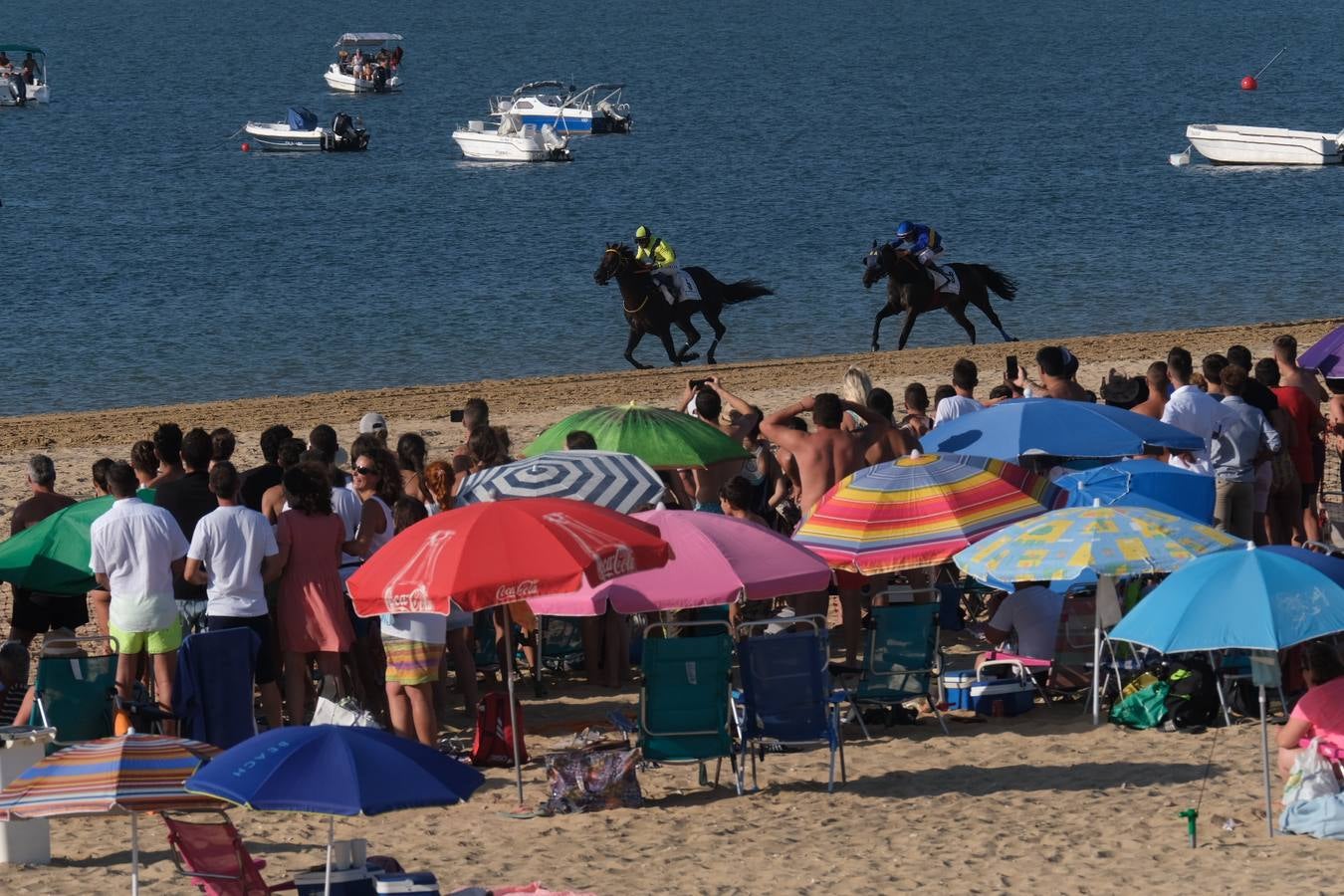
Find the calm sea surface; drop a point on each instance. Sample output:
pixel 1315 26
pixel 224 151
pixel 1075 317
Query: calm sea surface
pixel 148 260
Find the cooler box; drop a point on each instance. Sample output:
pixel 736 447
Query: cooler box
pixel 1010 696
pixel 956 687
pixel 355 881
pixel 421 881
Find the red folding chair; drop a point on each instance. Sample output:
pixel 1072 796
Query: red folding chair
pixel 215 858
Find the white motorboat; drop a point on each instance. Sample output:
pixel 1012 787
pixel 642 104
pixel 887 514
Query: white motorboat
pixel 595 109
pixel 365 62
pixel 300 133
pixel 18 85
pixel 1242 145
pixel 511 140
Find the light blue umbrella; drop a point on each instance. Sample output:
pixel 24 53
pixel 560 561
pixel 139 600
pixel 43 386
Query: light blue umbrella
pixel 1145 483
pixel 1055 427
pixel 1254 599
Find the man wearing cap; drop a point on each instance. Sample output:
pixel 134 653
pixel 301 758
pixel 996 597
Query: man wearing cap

----------

[What this task involves] Only an exact, picture-free copy of the entries counts as the answer.

[Reply to the exercise]
Find the calm sea surface; drop a point on each instance. Sample output:
pixel 1315 26
pixel 224 151
pixel 1075 317
Query: calm sea surface
pixel 148 260
Find the cooler box; drop a point on each instance. Sample output:
pixel 736 447
Query: cooler box
pixel 1010 696
pixel 956 687
pixel 355 881
pixel 421 881
Find the red folding chair; drop a point on each instance. Sample output:
pixel 1072 796
Query: red folding chair
pixel 215 858
Find the white motorboat; drop a point on each instance. Sample output:
pixel 1012 787
pixel 642 104
pixel 887 514
Query: white motorboat
pixel 595 109
pixel 365 62
pixel 300 133
pixel 18 85
pixel 1242 145
pixel 511 140
Find the light blue umbrella; drop a point on each instance. Sample output:
pixel 24 53
pixel 560 561
pixel 139 600
pixel 43 386
Query: light blue umbrella
pixel 1145 483
pixel 1055 427
pixel 1254 599
Find the man wearing cap; drop a point on each instance. Sample output:
pixel 134 653
pixel 301 758
pixel 996 597
Query: man wearing cap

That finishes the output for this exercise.